» INPUT MATERIAL:
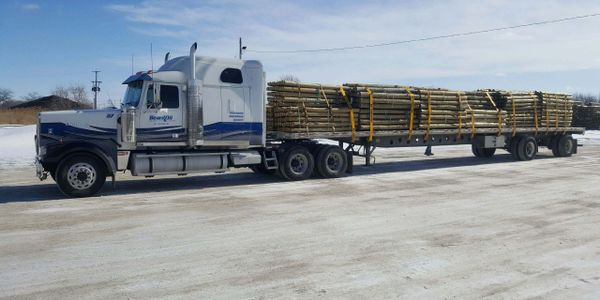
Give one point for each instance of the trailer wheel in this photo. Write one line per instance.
(527, 148)
(80, 176)
(331, 162)
(564, 146)
(297, 163)
(476, 151)
(513, 147)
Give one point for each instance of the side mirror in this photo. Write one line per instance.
(157, 102)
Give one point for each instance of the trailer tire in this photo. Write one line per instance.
(80, 175)
(527, 148)
(331, 162)
(564, 146)
(297, 163)
(476, 151)
(514, 146)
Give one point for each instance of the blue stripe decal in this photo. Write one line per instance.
(228, 127)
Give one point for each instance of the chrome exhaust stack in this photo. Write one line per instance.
(194, 111)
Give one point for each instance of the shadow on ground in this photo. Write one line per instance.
(49, 191)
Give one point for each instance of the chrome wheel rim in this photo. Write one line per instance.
(530, 149)
(334, 162)
(569, 146)
(298, 164)
(81, 176)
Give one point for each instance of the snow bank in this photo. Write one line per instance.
(17, 146)
(591, 137)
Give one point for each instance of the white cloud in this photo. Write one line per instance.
(269, 24)
(30, 7)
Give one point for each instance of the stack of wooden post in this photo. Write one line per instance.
(586, 115)
(557, 110)
(482, 111)
(523, 108)
(304, 108)
(393, 107)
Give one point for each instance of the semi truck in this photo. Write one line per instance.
(199, 114)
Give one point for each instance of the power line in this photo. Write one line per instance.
(435, 37)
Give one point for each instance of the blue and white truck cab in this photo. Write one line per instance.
(193, 114)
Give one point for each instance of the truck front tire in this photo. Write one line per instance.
(80, 175)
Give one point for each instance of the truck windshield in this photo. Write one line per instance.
(133, 93)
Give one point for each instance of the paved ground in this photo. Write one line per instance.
(449, 226)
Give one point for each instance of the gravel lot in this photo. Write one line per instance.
(448, 226)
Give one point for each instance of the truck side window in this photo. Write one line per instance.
(169, 96)
(150, 95)
(231, 75)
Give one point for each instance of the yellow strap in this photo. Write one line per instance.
(352, 125)
(514, 114)
(370, 115)
(330, 117)
(547, 119)
(565, 118)
(428, 115)
(556, 113)
(459, 114)
(499, 113)
(412, 112)
(473, 130)
(535, 112)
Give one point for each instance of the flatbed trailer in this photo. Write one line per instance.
(364, 143)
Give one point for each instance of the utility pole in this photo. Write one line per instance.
(96, 88)
(242, 48)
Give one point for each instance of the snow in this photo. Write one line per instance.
(591, 137)
(17, 146)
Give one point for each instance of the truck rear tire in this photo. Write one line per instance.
(331, 162)
(296, 163)
(564, 146)
(80, 175)
(527, 148)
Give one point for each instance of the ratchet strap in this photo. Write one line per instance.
(428, 115)
(412, 112)
(329, 110)
(459, 114)
(473, 130)
(535, 112)
(556, 114)
(514, 114)
(352, 124)
(370, 114)
(499, 112)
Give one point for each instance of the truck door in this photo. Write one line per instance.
(162, 122)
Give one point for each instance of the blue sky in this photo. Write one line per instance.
(49, 43)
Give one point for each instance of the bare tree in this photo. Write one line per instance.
(32, 96)
(75, 92)
(78, 93)
(289, 77)
(60, 91)
(5, 94)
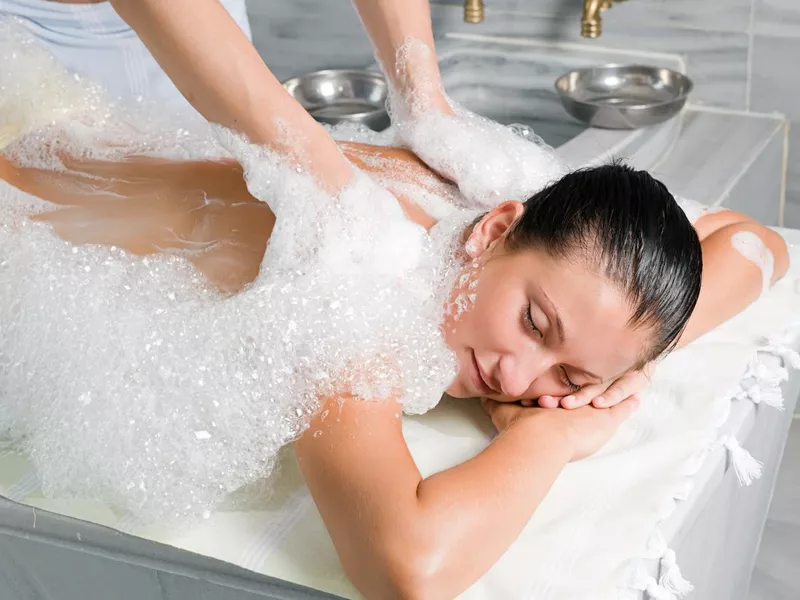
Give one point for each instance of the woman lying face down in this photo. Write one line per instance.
(564, 298)
(592, 277)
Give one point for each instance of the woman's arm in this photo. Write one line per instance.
(217, 69)
(401, 536)
(730, 281)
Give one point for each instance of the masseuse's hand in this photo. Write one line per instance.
(600, 395)
(489, 163)
(584, 430)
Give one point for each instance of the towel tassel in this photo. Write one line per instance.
(747, 468)
(671, 578)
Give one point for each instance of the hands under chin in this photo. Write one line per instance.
(601, 395)
(583, 430)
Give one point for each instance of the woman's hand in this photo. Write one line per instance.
(600, 395)
(585, 430)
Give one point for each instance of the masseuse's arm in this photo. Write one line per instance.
(217, 69)
(390, 24)
(731, 282)
(401, 536)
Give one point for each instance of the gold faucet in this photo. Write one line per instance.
(473, 11)
(591, 25)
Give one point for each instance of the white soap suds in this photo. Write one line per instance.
(752, 248)
(130, 380)
(492, 163)
(694, 210)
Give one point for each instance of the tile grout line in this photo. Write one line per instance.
(784, 171)
(750, 45)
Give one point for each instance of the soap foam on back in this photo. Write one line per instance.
(129, 380)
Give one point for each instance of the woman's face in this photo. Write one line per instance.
(536, 325)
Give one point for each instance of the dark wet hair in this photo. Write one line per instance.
(627, 223)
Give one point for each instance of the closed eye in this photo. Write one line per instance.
(573, 387)
(529, 321)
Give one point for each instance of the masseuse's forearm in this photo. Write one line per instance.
(390, 24)
(731, 282)
(217, 69)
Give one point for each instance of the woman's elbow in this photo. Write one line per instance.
(780, 253)
(409, 571)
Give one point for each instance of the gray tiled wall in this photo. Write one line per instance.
(742, 54)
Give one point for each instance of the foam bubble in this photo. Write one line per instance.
(490, 162)
(752, 248)
(130, 380)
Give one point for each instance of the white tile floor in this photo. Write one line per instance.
(777, 572)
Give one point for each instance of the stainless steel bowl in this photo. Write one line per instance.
(623, 96)
(336, 95)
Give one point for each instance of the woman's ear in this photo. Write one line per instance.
(493, 226)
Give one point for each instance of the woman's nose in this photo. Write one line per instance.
(517, 372)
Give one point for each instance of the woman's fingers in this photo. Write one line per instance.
(627, 385)
(582, 397)
(625, 409)
(545, 402)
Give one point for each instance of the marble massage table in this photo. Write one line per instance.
(67, 550)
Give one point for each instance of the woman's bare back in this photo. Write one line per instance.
(147, 205)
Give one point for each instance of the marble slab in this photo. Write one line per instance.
(776, 87)
(777, 17)
(513, 82)
(717, 60)
(776, 576)
(705, 15)
(306, 35)
(791, 212)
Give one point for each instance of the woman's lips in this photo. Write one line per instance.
(478, 379)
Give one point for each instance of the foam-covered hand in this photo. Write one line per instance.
(601, 395)
(489, 162)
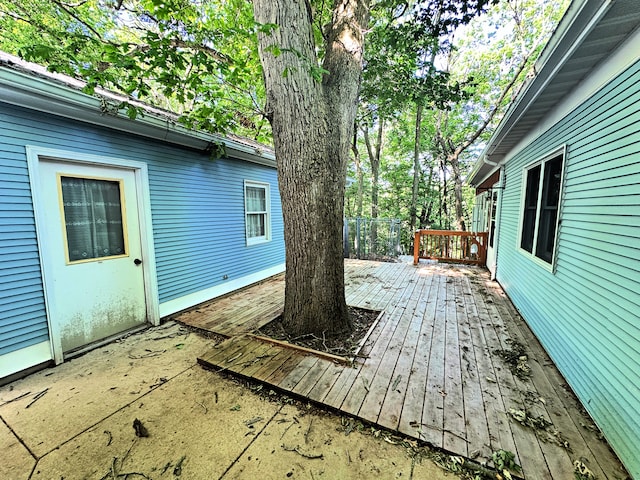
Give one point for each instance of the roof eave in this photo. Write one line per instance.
(577, 22)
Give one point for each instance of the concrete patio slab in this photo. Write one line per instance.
(17, 462)
(200, 424)
(316, 447)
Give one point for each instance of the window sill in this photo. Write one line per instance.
(550, 267)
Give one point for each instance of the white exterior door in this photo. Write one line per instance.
(92, 254)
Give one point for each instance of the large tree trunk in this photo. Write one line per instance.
(374, 160)
(312, 125)
(359, 172)
(457, 190)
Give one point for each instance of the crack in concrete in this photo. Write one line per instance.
(244, 450)
(57, 447)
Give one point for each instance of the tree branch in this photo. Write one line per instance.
(496, 108)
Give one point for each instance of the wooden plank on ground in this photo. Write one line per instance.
(532, 459)
(361, 386)
(223, 351)
(475, 415)
(326, 381)
(411, 417)
(563, 409)
(455, 435)
(290, 381)
(433, 407)
(310, 379)
(391, 411)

» PROBLEM DETAILS:
For the data above, return an exact copy that contains no pictures.

» RESPONSE AREA:
Give one point for each instance of the trailer wheel in this photo. Write one line per instance.
(527, 148)
(80, 176)
(331, 162)
(564, 146)
(297, 163)
(476, 151)
(513, 147)
Give one point for each instance of the side mirror in this photo. Write one line per instance.
(157, 102)
Give one point for each instance of the trailer tire in this photo. Write one line per instance.
(80, 175)
(527, 148)
(331, 162)
(564, 146)
(297, 163)
(476, 151)
(514, 146)
Give one point for each instance of the blue stripe decal in this photo. Write one line per instance.
(228, 127)
Give one point for each instance of the chrome exhaust stack in this photo. Write one line per instance.
(194, 111)
Give one point for each instance of the shadow on ground in this photo. Write one line per instance.
(49, 191)
Give one point for each instance of the chrome wheel rim in this photo. Write one line per instance.
(530, 149)
(334, 162)
(569, 146)
(298, 164)
(81, 176)
Give one point for each instance of the snow bank in this photo. Write one line per instance.
(17, 146)
(591, 137)
Give one point for each instance of the white cloud in this photo. Write one line per instance.
(269, 24)
(30, 7)
Give one point for each instance of the stack of wooden post in this photo. Write one line per instance.
(586, 115)
(557, 110)
(482, 111)
(523, 108)
(304, 108)
(393, 107)
Give one point for each instance of the semi truck in this photo. Write one line per instance.
(199, 114)
Give one point for each instance of the power line in this photo. Write one line per instance.
(435, 37)
Give one point for each instance of the blue and white truck cab in this photo. Write one line per instance.
(193, 114)
Give one point for each instance of the truck front tire in this photo. Write one line per instance.
(80, 175)
Give one point for each instance of the truck windshield in this photo. Write one line per instance.
(133, 93)
Give one point for each instance of the paved ground in this photo. Write one line per instance.
(449, 226)
Give one point for each instance of the gravel lot in this photo. Write one line per instance.
(448, 226)
Give one point for each instance of the truck side window in this photo. Write one line per instance.
(169, 96)
(150, 95)
(231, 75)
Give one point for each instance of the yellow strap in this photo. Write one line per instance.
(352, 125)
(514, 114)
(370, 115)
(330, 117)
(547, 119)
(565, 118)
(428, 115)
(556, 113)
(459, 114)
(499, 113)
(412, 112)
(473, 130)
(535, 112)
Give one point for each instance of the flatbed trailer in this photo. Write one line per instance.
(364, 143)
Give one point for each instance of the utility pole in this photo. Write one line per instance.
(96, 88)
(242, 48)
Give one point for each instance of the snow in this photo. Write one line per instance.
(591, 137)
(17, 146)
Give one point for each instance of the truck rear tire in this photo. Write one line per instance.
(331, 162)
(296, 163)
(564, 146)
(80, 175)
(527, 148)
Give one point for each instance of the ratchet strap in this photo. Write one line per instance.
(428, 115)
(412, 112)
(329, 110)
(459, 114)
(473, 130)
(535, 112)
(556, 114)
(514, 114)
(352, 124)
(370, 114)
(499, 112)
Give one point for each instance of the truck door in this photo. Write one line per instance.
(162, 122)
Give one point for each instance of the blue sky in this photo. Write one line per instance.
(49, 43)
Give one point for each instance of the bare tree in this photo. Write one line per instance.
(32, 96)
(75, 92)
(78, 93)
(289, 77)
(60, 91)
(5, 94)
Give one point for each instance of the woman lying face down in this photo. Write one line per instance.
(564, 298)
(592, 277)
Give one point for each instance of the woman's arm in this photo. Write one line per instance.
(217, 69)
(401, 536)
(730, 281)
Give one point for each instance of the masseuse's hand in this photo. Write one line per instance.
(600, 395)
(489, 163)
(584, 430)
Give one point for each instance of the towel tassel in this photo. Write one line per instance.
(747, 468)
(671, 578)
Give one point for each instance of the hands under chin in this photo. Write one line per instance.
(601, 395)
(583, 430)
Give one point for each instance of the woman's hand in this photo. Write one line per instance.
(600, 395)
(585, 430)
Give one point for each instance of the masseuse's arm in this photo. Write one line per instance.
(217, 69)
(390, 24)
(731, 282)
(401, 536)
Give one point for each instance of the gold faucet in this photo. Write one line per instance.
(473, 11)
(591, 25)
Give one point for each instance of the white soap suds in this photo. Write one line per instance.
(752, 248)
(130, 380)
(492, 163)
(694, 210)
Give one point for each instance of the tile grout line in this photo. Write one line per instance.
(784, 171)
(750, 45)
Give one point for each instance of the soap foam on back in this photo. Write one line per instance.
(129, 380)
Give one point for each instance of the woman's face in this photo. Write one line per instance.
(536, 325)
Give one point for each instance of the dark wet hair in this photo. Write one line per instance.
(627, 223)
Give one point for each instance of the closed eye in this photo. Write one line per instance.
(573, 387)
(529, 321)
Give one point for each instance of the masseuse's forearm in this photo. Write one line per instance.
(390, 24)
(731, 282)
(217, 69)
Give one point for each instance of the woman's elbow in this photo. Write one line per instance.
(780, 253)
(409, 571)
Give one point for each instance of the gray tiled wall in this photo. Write one line per instance.
(742, 54)
Give one point for each instance of the foam bubble in this photo. Write one line per instance.
(490, 162)
(752, 248)
(130, 380)
Give one point for each instance of the white tile floor in this photo. Write one line per instance.
(777, 572)
Give one point for each instance of the stainless steel bowl in this photo. Write one line per instance.
(623, 96)
(336, 95)
Give one point for each instance of the woman's ear in this photo. Write one line per instance.
(493, 226)
Give one point for each instance of the woman's nose in this photo. Write one line per instance.
(517, 372)
Give one point for each instance of the woman's fingers in this photo. Write one line per instance.
(627, 385)
(582, 397)
(625, 409)
(545, 402)
Give one point for each instance of the marble massage table in this photo. Write one line per instance.
(67, 550)
Give one point for each instance of the woman's bare back in this photo. Write one line per instance.
(147, 205)
Give one point for each instance of the marble slab in this photo. Write one line per instance.
(776, 87)
(777, 17)
(513, 82)
(717, 60)
(776, 576)
(705, 15)
(306, 35)
(791, 212)
Give one point for each instance of the woman's lips in this photo. Write one line per instance.
(478, 379)
Give one point for each instance of the foam-covered hand in this photo. Write one line per instance.
(601, 395)
(489, 162)
Give one point for each instance of the roof eave in this photo. Write one line per instance.
(577, 22)
Give one point for each instance of the concrete patio slab in this photo. Write one line per instance.
(17, 462)
(200, 424)
(316, 447)
Give one point for each instance of the window sill in this photo. Write one line per instance.
(550, 267)
Give one point for each instance of the white exterior door in this photo. Write one line per instance.
(92, 254)
Give one point for each instance of the large tree trunk in this photo. Write one line per instance.
(374, 160)
(312, 125)
(359, 172)
(457, 190)
Give one point for each instance of the crack in concrete in this photo. Write one line per instance.
(244, 450)
(57, 447)
Give one point for each instance of the tree branch in this photo. Write one line per instance.
(496, 108)
Give one point for each instance of the wooden plank on ground in this photo. Write one line per instance.
(532, 459)
(361, 386)
(223, 351)
(475, 415)
(326, 381)
(411, 417)
(563, 409)
(455, 435)
(290, 381)
(433, 407)
(310, 379)
(391, 411)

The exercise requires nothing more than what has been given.